[Collected data entries]
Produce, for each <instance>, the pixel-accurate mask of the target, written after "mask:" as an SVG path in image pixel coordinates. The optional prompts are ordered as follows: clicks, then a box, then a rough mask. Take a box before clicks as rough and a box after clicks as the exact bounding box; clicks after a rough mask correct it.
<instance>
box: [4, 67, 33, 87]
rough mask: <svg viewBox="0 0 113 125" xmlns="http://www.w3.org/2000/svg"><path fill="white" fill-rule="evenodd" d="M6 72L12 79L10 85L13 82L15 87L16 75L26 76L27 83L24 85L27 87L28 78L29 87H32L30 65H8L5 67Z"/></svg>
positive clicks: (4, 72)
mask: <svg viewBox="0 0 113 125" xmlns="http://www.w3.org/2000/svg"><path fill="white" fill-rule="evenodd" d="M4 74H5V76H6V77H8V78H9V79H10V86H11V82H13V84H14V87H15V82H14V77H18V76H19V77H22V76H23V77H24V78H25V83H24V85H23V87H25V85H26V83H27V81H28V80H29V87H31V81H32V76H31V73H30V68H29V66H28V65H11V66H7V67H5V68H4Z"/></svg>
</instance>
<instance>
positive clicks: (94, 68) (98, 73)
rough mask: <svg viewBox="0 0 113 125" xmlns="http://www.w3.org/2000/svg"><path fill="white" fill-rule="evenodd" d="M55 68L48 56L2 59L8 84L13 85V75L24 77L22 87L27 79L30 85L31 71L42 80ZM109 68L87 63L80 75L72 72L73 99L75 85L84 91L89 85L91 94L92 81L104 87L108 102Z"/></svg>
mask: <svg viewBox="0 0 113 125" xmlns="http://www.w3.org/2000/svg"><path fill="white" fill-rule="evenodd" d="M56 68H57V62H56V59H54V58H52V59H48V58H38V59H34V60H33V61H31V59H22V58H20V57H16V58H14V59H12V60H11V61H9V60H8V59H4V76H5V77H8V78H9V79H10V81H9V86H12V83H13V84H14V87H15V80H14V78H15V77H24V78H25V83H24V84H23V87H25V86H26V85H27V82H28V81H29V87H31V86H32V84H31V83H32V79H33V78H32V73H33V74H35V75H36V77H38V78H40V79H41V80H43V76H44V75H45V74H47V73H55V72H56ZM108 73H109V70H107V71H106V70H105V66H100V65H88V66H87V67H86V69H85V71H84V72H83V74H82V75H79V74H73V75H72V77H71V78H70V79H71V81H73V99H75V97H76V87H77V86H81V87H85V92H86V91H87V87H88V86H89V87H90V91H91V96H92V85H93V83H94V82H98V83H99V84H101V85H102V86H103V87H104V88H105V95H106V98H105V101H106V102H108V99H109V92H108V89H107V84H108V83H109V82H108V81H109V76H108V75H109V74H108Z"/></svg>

* Required work *
All lines with the word "instance" need to be copied from the data above.

* Solution to this task *
Produce, for each <instance>, the pixel-accurate mask of the target, written after "mask:" as an SVG path in image pixel coordinates. The optional prompts are ordered as follows: clicks, then a box, then a rough mask. Take a box before clicks as rough and a box after clicks as the exact bounding box; clicks after a rough mask correct it.
<instance>
</instance>
<instance>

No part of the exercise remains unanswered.